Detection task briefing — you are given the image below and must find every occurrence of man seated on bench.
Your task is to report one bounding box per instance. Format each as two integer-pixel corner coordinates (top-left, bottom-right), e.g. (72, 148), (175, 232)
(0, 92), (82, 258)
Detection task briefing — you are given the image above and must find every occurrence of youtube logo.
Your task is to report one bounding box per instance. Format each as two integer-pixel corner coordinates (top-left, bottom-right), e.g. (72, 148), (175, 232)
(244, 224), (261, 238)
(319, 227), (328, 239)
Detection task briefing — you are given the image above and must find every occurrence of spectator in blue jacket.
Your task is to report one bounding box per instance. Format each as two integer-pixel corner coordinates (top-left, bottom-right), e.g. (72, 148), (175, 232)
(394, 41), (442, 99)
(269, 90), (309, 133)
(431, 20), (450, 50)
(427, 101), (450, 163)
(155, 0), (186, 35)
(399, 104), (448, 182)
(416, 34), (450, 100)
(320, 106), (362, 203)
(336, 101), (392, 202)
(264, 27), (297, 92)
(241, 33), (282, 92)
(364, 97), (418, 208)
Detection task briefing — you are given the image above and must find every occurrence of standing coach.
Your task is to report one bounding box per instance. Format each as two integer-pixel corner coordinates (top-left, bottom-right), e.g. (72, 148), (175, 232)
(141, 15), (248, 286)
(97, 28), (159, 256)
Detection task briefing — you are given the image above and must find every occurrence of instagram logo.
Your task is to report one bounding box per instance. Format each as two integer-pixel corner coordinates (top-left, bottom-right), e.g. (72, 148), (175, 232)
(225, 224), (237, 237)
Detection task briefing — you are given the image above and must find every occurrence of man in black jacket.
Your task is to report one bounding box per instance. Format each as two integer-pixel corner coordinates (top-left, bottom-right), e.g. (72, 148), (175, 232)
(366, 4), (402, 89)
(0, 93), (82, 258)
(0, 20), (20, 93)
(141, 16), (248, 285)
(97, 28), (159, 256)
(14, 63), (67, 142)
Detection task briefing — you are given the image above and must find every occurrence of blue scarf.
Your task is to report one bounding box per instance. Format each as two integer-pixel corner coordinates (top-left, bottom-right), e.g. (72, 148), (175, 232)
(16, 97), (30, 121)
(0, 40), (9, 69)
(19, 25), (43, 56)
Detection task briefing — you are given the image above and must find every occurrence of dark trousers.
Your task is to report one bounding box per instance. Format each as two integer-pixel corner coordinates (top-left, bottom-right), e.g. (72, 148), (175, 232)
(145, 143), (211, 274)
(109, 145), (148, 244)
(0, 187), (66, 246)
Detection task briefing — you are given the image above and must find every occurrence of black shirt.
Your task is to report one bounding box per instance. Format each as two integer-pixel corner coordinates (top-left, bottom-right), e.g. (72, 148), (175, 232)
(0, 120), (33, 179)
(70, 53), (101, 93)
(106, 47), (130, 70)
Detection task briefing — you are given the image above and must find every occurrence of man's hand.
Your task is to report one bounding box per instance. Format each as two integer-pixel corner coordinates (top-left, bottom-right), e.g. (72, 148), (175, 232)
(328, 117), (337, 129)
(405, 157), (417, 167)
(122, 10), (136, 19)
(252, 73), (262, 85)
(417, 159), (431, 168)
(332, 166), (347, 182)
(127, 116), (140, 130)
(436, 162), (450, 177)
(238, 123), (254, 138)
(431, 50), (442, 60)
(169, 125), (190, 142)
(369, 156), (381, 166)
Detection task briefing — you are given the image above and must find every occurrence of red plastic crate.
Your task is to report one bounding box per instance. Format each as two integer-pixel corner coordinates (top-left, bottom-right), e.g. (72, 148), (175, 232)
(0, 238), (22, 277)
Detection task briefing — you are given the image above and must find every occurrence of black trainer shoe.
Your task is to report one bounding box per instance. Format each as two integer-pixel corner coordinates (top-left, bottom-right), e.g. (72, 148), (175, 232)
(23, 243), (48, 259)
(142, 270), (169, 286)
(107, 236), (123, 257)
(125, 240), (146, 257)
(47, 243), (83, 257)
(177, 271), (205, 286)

**EXERCISE AIM:** Find every line in the material above that contains the string "black" and copy each one out in full. The match is case-sensitive.

**WRITTEN REPLY:**
Detection task briefing — you are given the image above and must find every occurrence of man in black jacket.
Detection task briefing — you are given the image above and must find every occurrence of black shirt.
Detection task briefing — you are given the image above and must find every occurrence of black trainer shoe.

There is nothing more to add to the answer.